> _What needs to be done_
Start at the line below containing "Target: black car" and stop at the line containing "Task: tag every instance of the car with". Repeat every line of that stretch exactly, and nothing outside it.

> _Records to process_

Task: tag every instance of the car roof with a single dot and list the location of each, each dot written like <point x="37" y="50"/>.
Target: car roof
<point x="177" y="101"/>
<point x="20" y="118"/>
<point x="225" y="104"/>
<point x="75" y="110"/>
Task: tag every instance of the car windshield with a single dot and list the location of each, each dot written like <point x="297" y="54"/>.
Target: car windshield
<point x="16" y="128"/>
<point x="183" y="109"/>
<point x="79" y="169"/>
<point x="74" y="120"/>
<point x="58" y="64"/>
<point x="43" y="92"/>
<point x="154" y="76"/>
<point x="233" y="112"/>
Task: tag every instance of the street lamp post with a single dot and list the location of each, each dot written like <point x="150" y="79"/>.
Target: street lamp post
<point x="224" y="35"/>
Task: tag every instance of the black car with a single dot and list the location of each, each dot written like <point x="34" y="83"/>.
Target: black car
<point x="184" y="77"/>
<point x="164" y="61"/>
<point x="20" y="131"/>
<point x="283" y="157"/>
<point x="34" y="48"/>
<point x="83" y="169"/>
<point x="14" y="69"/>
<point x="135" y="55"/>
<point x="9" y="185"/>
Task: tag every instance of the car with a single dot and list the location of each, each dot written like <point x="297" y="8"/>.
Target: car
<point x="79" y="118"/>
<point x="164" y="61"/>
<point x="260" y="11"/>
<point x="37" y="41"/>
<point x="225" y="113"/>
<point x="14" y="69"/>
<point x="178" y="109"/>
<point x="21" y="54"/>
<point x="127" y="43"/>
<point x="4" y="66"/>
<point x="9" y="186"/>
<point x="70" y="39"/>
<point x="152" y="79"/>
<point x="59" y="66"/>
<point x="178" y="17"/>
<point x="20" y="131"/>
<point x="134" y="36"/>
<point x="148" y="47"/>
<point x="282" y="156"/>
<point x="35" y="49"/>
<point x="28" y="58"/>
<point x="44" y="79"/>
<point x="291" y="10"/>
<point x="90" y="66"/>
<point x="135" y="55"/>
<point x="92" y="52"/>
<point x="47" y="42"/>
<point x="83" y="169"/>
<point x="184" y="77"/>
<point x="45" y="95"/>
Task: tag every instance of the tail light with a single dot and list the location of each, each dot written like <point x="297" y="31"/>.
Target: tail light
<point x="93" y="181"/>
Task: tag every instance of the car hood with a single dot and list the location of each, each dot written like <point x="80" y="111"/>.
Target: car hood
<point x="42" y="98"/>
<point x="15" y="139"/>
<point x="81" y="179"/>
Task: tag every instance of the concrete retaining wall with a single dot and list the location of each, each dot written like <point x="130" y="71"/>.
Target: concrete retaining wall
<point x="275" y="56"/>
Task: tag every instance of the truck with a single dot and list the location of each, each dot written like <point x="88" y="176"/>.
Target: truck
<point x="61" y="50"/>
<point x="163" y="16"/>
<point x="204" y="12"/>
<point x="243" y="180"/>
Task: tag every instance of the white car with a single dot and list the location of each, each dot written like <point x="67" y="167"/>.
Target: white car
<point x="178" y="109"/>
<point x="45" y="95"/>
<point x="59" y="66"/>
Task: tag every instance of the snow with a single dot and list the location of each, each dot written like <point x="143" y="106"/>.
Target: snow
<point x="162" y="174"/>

> _Written answer_
Target: black car
<point x="184" y="77"/>
<point x="164" y="61"/>
<point x="20" y="131"/>
<point x="283" y="157"/>
<point x="34" y="48"/>
<point x="83" y="169"/>
<point x="14" y="69"/>
<point x="135" y="55"/>
<point x="9" y="185"/>
Task: tag every instance of the car with a single dot and list the location of each, each dot written like <point x="297" y="8"/>.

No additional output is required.